Gib alle Zeilen unten als Markdown-Tabelle mit den Spalten „Nr.“ und „Zeile“ aus und lass dabei Leerzeilen und die Bilder weg.

#####

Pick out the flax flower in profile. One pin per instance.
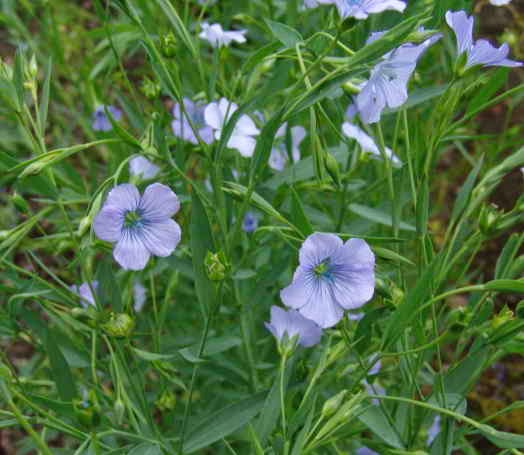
(244, 133)
(478, 53)
(388, 83)
(100, 120)
(84, 292)
(291, 323)
(279, 155)
(143, 168)
(332, 277)
(194, 114)
(139, 225)
(218, 37)
(361, 9)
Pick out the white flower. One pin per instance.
(219, 37)
(243, 135)
(367, 143)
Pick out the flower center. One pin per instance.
(132, 219)
(323, 270)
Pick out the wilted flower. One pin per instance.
(194, 113)
(84, 292)
(219, 37)
(139, 296)
(143, 168)
(279, 156)
(292, 323)
(140, 226)
(367, 143)
(332, 276)
(250, 222)
(100, 120)
(360, 9)
(243, 135)
(433, 431)
(387, 85)
(480, 52)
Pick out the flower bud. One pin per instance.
(333, 168)
(502, 318)
(119, 409)
(119, 325)
(350, 88)
(489, 217)
(168, 45)
(150, 89)
(216, 266)
(333, 404)
(167, 401)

#####

• ERLEDIGTE AUFGABE:
| Nr. | Zeile |
|---|---|
| 1 | Pick out the flax flower in profile. One pin per instance. |
| 2 | (244, 133) |
| 3 | (478, 53) |
| 4 | (388, 83) |
| 5 | (100, 120) |
| 6 | (84, 292) |
| 7 | (291, 323) |
| 8 | (279, 155) |
| 9 | (143, 168) |
| 10 | (332, 277) |
| 11 | (194, 114) |
| 12 | (139, 225) |
| 13 | (218, 37) |
| 14 | (361, 9) |
| 15 | Pick out the white flower. One pin per instance. |
| 16 | (219, 37) |
| 17 | (243, 135) |
| 18 | (367, 143) |
| 19 | Pick out the flower center. One pin per instance. |
| 20 | (132, 219) |
| 21 | (323, 270) |
| 22 | Pick out the wilted flower. One pin per instance. |
| 23 | (194, 113) |
| 24 | (84, 292) |
| 25 | (219, 37) |
| 26 | (139, 296) |
| 27 | (143, 168) |
| 28 | (279, 156) |
| 29 | (292, 323) |
| 30 | (140, 226) |
| 31 | (367, 143) |
| 32 | (332, 276) |
| 33 | (250, 222) |
| 34 | (100, 120) |
| 35 | (360, 9) |
| 36 | (243, 135) |
| 37 | (433, 431) |
| 38 | (387, 85) |
| 39 | (480, 52) |
| 40 | Pick out the flower bud. One pin per instance. |
| 41 | (333, 168) |
| 42 | (502, 318) |
| 43 | (119, 409) |
| 44 | (119, 325) |
| 45 | (350, 88) |
| 46 | (489, 217) |
| 47 | (168, 45) |
| 48 | (150, 89) |
| 49 | (216, 266) |
| 50 | (333, 404) |
| 51 | (167, 401) |